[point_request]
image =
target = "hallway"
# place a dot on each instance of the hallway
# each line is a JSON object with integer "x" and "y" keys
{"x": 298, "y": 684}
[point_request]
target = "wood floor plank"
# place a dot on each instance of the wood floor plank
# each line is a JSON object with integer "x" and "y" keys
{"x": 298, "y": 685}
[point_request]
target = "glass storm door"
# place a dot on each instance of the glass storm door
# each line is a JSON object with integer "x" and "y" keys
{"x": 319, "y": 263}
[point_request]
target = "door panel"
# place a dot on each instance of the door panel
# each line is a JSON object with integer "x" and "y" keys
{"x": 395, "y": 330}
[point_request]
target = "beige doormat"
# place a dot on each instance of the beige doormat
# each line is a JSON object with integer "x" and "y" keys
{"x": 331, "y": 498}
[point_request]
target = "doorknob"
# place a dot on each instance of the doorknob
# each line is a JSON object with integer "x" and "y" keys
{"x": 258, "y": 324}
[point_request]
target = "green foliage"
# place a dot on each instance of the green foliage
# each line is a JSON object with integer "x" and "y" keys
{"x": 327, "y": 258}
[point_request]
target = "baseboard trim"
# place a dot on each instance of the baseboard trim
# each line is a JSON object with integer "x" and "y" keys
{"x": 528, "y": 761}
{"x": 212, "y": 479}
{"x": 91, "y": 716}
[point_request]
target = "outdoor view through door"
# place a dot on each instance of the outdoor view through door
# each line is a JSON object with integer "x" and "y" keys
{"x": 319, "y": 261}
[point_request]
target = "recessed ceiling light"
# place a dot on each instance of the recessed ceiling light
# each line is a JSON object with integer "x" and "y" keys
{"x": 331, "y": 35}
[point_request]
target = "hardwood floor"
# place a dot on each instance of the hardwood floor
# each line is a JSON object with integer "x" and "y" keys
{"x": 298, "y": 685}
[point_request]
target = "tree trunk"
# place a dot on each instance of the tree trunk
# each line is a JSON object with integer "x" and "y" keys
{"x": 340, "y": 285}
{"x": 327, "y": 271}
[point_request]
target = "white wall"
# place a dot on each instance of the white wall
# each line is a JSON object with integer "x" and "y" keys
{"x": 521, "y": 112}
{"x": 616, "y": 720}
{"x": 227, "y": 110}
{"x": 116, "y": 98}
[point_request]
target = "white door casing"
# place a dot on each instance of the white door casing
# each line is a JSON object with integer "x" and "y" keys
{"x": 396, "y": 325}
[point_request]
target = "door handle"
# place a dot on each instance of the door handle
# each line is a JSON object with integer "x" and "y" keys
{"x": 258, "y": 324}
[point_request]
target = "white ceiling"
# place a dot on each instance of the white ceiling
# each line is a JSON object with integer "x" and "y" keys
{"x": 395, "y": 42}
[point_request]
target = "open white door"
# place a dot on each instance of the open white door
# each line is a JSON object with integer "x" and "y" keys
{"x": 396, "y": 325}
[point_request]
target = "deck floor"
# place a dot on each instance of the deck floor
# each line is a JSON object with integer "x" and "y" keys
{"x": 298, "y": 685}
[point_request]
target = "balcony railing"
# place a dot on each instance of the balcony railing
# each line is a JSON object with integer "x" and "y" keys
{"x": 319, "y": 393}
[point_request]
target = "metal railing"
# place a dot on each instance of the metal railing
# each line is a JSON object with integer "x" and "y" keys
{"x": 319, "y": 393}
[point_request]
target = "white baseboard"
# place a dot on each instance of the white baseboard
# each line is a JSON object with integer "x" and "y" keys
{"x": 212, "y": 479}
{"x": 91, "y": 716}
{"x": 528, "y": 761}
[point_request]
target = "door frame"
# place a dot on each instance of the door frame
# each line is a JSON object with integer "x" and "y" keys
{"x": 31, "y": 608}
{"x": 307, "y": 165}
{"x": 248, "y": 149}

-- GOAL --
Show each line of the entries above that contains the word "panel", copied unchanged.

-- CORRECT RESPONSE --
target = "door panel"
# place a dot on each instance of the door panel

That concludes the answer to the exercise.